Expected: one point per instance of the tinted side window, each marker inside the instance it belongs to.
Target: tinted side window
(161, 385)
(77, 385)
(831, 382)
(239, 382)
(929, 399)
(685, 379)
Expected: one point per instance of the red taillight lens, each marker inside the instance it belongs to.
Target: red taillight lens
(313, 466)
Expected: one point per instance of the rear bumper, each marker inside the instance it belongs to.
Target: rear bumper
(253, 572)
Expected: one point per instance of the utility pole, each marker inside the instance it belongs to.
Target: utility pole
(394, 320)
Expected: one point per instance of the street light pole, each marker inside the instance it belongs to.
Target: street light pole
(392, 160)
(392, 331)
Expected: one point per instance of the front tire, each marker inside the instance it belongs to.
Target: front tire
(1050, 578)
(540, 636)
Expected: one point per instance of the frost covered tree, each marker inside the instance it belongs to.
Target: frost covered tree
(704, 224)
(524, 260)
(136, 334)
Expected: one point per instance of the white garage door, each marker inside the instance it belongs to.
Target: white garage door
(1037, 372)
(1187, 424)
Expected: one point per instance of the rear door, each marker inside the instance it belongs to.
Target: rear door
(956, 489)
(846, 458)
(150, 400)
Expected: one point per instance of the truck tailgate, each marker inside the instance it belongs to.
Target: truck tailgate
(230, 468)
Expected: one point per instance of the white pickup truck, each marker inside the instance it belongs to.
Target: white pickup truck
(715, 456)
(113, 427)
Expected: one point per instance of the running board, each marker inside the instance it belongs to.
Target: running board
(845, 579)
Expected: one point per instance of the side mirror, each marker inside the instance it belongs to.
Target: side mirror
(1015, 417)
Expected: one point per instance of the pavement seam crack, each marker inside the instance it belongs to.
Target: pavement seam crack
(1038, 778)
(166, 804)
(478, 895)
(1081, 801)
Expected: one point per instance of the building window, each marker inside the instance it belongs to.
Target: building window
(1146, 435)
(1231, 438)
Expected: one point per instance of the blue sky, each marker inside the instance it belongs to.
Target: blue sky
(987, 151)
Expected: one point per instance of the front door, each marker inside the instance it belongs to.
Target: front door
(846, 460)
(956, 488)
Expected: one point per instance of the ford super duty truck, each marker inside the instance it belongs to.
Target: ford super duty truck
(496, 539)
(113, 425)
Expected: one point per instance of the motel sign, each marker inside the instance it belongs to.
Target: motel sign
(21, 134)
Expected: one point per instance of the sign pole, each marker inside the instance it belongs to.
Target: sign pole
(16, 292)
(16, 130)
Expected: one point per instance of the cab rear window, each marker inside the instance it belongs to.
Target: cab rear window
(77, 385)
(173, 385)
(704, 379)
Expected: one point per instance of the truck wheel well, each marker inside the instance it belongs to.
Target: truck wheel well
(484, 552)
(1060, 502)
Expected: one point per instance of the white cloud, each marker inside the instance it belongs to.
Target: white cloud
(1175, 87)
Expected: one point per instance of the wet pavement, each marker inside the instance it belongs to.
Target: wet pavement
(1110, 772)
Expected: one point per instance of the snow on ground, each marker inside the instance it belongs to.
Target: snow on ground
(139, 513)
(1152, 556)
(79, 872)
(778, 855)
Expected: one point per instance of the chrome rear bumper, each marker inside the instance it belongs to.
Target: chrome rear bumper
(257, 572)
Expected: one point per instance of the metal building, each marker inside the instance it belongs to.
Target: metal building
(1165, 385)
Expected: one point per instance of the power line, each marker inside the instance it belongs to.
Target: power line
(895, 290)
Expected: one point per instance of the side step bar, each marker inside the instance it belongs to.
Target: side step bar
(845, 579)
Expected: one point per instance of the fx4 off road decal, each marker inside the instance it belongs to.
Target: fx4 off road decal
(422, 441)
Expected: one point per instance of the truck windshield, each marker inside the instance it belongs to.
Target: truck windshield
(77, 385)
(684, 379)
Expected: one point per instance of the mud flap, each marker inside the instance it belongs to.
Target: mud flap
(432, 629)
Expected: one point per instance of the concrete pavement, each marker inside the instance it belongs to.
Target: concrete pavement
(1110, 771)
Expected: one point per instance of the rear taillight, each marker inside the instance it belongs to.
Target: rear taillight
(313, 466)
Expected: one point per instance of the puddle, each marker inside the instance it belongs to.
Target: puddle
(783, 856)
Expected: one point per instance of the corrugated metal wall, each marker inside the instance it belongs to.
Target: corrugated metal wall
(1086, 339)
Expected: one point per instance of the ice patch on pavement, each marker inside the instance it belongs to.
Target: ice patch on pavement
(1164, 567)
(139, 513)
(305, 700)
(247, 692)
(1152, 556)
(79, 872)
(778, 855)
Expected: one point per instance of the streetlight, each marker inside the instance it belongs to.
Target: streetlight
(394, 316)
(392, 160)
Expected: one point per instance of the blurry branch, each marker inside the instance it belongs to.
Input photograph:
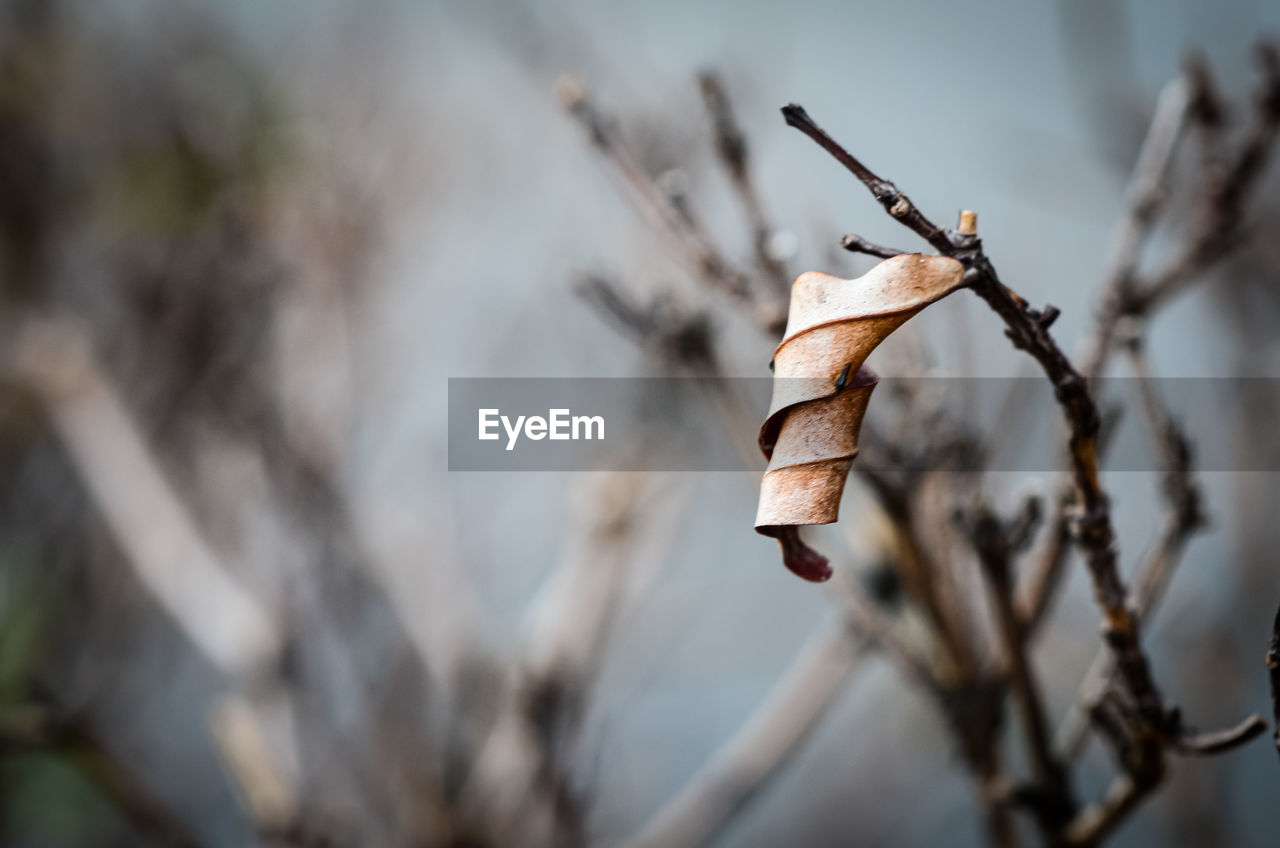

YOUR ASSIGNMENT ->
Leaving aside every picture, transcribe exactly the lines that run from the one with "Expected: one point per instance of the blurry" to the close of the listing above.

REPLY ->
Expected: one point per instance of the blurry branch, each marker inside the instance it belongs to.
Input photograph:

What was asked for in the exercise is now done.